Image object location entries:
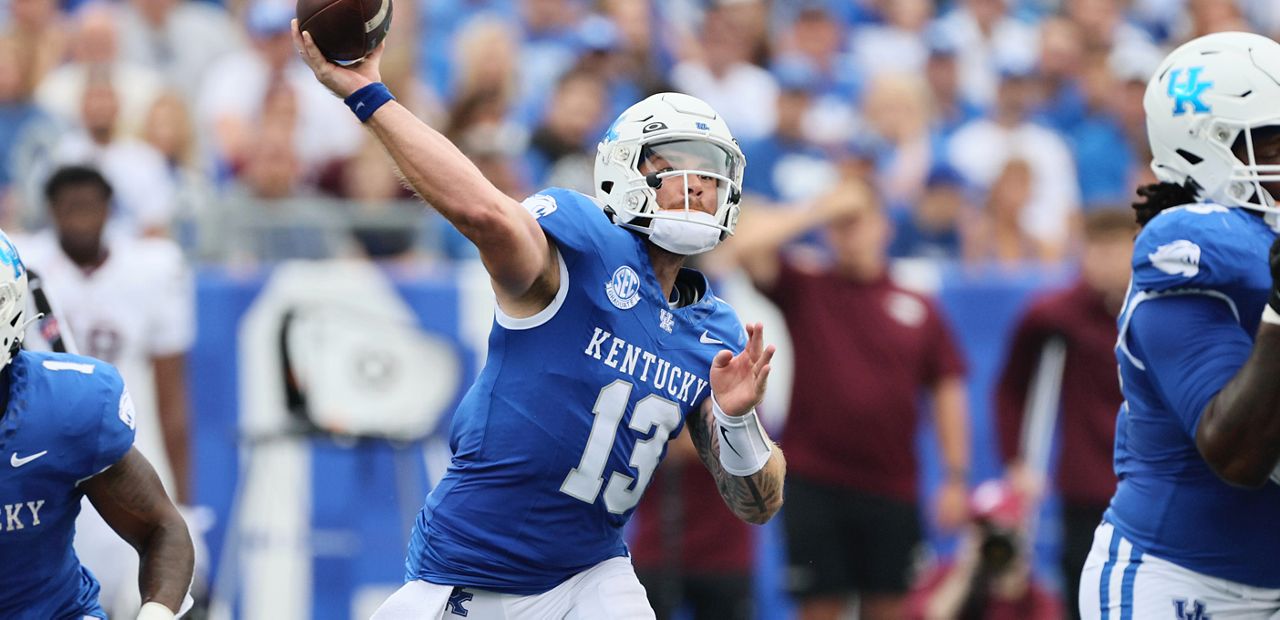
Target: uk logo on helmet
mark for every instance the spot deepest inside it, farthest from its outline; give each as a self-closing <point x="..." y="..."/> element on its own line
<point x="9" y="256"/>
<point x="1189" y="91"/>
<point x="624" y="288"/>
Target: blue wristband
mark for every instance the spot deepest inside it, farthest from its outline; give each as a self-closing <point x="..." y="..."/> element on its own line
<point x="368" y="100"/>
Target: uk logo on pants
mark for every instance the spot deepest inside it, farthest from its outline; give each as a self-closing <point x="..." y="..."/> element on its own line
<point x="1193" y="611"/>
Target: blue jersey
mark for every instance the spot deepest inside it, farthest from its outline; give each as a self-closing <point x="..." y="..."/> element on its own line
<point x="68" y="418"/>
<point x="562" y="431"/>
<point x="1200" y="282"/>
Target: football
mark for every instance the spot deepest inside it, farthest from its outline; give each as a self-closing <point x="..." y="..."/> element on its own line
<point x="346" y="31"/>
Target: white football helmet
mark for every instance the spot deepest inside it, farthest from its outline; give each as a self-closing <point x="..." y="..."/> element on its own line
<point x="13" y="300"/>
<point x="688" y="130"/>
<point x="1205" y="96"/>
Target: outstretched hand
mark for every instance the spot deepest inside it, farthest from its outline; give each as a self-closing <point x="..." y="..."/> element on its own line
<point x="341" y="80"/>
<point x="739" y="381"/>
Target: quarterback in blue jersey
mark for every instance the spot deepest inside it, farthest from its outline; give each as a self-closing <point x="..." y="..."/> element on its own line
<point x="67" y="425"/>
<point x="603" y="349"/>
<point x="1191" y="532"/>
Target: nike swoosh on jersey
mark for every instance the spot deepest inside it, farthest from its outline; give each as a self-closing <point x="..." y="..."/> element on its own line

> Problem to solve: Repeat each record exactly, with the pictures left out.

> Problem solution:
Target: uk logo on helmet
mark for every instance the spot deepest inside it, farthest from its outline; give each as a self-closing <point x="..." y="..."/> element on its own line
<point x="9" y="256"/>
<point x="1189" y="91"/>
<point x="624" y="288"/>
Target: blue wristband
mark for every instance the spot deepest inside it, farthest from its outline; give each as a self-closing <point x="..." y="..."/> element on its own line
<point x="368" y="100"/>
Target: uk logo on pants
mark for every instance the spot deepest inside it, farthest from its outline; give each as a self-closing <point x="..." y="..."/> element on its own line
<point x="1193" y="611"/>
Target: blue jersey
mark for every instance the spot deepest inside it, farthest from its outline; give each as a self-closing <point x="..." y="..."/> element on its own line
<point x="68" y="418"/>
<point x="562" y="431"/>
<point x="1200" y="282"/>
Target: football
mark for every instance the spot deepest inside it, farthest from its outline; give each as a self-closing <point x="..." y="..."/> element on its own line
<point x="346" y="31"/>
Target: white football helmet
mark for every instance the spot deepest inside it, farthest from its outline; give each as a self-closing <point x="..." y="..."/> element on its own line
<point x="13" y="300"/>
<point x="688" y="130"/>
<point x="1205" y="96"/>
Target: outstretched hand
mark for every instance the spot deepest inside it, farthest from its outline; give each as a self-closing <point x="..." y="..."/> element on its own line
<point x="341" y="80"/>
<point x="739" y="381"/>
Target: quarterback in blue jersey
mark for every instance the spot deepest inside it, farthest from its outline; give each as a self-closing <point x="..." y="..."/> element on its own line
<point x="67" y="425"/>
<point x="603" y="349"/>
<point x="1191" y="532"/>
Target: nike swoosh on jersey
mark for every instance the spot deepest inside it, farthest from its outline; give each as a self-closing <point x="..." y="..."/> element on its own line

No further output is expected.